--- Provided records ---
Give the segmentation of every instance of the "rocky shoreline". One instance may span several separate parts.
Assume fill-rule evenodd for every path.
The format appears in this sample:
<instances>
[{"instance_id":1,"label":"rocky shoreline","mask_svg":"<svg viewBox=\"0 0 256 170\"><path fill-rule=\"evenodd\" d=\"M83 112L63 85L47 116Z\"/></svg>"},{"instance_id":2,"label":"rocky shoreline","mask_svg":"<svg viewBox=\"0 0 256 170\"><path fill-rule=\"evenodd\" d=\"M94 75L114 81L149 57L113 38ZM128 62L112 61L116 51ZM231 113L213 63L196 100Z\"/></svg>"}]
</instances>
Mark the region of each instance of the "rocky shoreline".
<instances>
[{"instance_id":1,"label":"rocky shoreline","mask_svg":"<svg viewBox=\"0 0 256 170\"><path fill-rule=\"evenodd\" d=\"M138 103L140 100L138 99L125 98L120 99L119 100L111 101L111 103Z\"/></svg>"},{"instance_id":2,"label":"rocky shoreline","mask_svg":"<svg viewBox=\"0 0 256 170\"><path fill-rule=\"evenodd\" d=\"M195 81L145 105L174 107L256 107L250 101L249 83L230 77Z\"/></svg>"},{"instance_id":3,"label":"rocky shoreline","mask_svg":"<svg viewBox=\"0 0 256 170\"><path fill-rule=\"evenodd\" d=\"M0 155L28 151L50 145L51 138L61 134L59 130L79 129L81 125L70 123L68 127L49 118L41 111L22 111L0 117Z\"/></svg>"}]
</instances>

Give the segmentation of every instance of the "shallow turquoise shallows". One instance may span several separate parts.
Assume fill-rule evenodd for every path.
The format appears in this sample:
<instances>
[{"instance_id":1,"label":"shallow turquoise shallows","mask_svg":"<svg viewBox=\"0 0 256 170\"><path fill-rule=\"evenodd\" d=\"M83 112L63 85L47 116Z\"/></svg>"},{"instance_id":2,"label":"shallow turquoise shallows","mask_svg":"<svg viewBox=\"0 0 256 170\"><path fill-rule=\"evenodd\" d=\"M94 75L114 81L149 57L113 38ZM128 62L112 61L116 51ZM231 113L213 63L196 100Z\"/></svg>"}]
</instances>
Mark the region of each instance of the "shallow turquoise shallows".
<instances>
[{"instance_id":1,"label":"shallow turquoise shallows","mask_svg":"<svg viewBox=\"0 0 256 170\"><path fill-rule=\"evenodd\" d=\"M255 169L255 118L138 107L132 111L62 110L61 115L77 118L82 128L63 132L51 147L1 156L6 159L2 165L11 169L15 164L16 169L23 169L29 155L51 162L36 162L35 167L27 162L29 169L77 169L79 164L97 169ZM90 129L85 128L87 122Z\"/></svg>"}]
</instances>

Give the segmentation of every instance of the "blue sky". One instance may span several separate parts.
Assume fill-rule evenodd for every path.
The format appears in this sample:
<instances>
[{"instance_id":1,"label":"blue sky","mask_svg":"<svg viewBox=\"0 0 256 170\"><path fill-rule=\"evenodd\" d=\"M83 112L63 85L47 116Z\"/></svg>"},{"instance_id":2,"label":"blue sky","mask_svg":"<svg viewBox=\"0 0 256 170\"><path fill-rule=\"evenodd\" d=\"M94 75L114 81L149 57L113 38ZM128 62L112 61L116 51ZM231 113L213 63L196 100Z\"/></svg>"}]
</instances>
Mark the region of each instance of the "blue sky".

--- Exercise description ---
Quote all the records exactly, please, leaving none out.

--- Expected output ---
Give the segmentation of every instance of the "rocky shoreline". One instance may span several separate parts.
Assume fill-rule evenodd for every path.
The format appears in this sample:
<instances>
[{"instance_id":1,"label":"rocky shoreline","mask_svg":"<svg viewBox=\"0 0 256 170\"><path fill-rule=\"evenodd\" d=\"M83 112L63 85L47 116Z\"/></svg>"},{"instance_id":2,"label":"rocky shoreline","mask_svg":"<svg viewBox=\"0 0 256 170\"><path fill-rule=\"evenodd\" d=\"M94 75L114 81L149 57L113 38ZM128 62L112 61L116 51ZM231 113L213 63L196 100Z\"/></svg>"}]
</instances>
Mark the region of each instance of the "rocky shoreline".
<instances>
[{"instance_id":1,"label":"rocky shoreline","mask_svg":"<svg viewBox=\"0 0 256 170\"><path fill-rule=\"evenodd\" d=\"M138 103L140 100L138 99L125 98L120 99L119 100L111 101L111 103Z\"/></svg>"},{"instance_id":2,"label":"rocky shoreline","mask_svg":"<svg viewBox=\"0 0 256 170\"><path fill-rule=\"evenodd\" d=\"M195 81L145 105L174 107L256 107L250 101L249 83L230 77Z\"/></svg>"},{"instance_id":3,"label":"rocky shoreline","mask_svg":"<svg viewBox=\"0 0 256 170\"><path fill-rule=\"evenodd\" d=\"M0 155L28 151L50 145L51 138L61 134L59 130L79 129L81 125L70 123L68 127L49 118L41 111L22 111L0 117Z\"/></svg>"}]
</instances>

Give the segmentation of every instance of the "shallow turquoise shallows". One instance may span several separate parts.
Assume fill-rule evenodd for every path.
The format appears in this sample:
<instances>
[{"instance_id":1,"label":"shallow turquoise shallows","mask_svg":"<svg viewBox=\"0 0 256 170\"><path fill-rule=\"evenodd\" d=\"M83 112L63 85L47 116Z\"/></svg>"},{"instance_id":2,"label":"shallow turquoise shallows","mask_svg":"<svg viewBox=\"0 0 256 170\"><path fill-rule=\"evenodd\" d=\"M94 75L114 81L149 57L113 38ZM128 62L112 61L116 51ZM231 113L213 63L196 100Z\"/></svg>"}]
</instances>
Mark the region of each instance of the "shallow turquoise shallows".
<instances>
[{"instance_id":1,"label":"shallow turquoise shallows","mask_svg":"<svg viewBox=\"0 0 256 170\"><path fill-rule=\"evenodd\" d=\"M255 169L255 118L138 107L132 111L62 110L61 115L77 118L82 128L63 132L51 147L1 156L6 159L2 165L11 169L15 164L16 169L23 169L29 155L51 162L36 162L35 167L27 162L29 169L77 169L79 164L97 169ZM90 129L85 128L87 122Z\"/></svg>"}]
</instances>

Give the segmentation of every instance of the "blue sky". One instance may span several separate parts.
Assume fill-rule evenodd for every path.
The format appears in this sample:
<instances>
[{"instance_id":1,"label":"blue sky","mask_svg":"<svg viewBox=\"0 0 256 170\"><path fill-rule=\"evenodd\" d=\"M83 112L63 85L47 116Z\"/></svg>"},{"instance_id":2,"label":"blue sky","mask_svg":"<svg viewBox=\"0 0 256 170\"><path fill-rule=\"evenodd\" d=\"M94 75L114 81L149 57L113 38ZM128 62L112 61L116 51ZM231 113L213 63L196 100Z\"/></svg>"}]
</instances>
Mark the region of each instance of the "blue sky".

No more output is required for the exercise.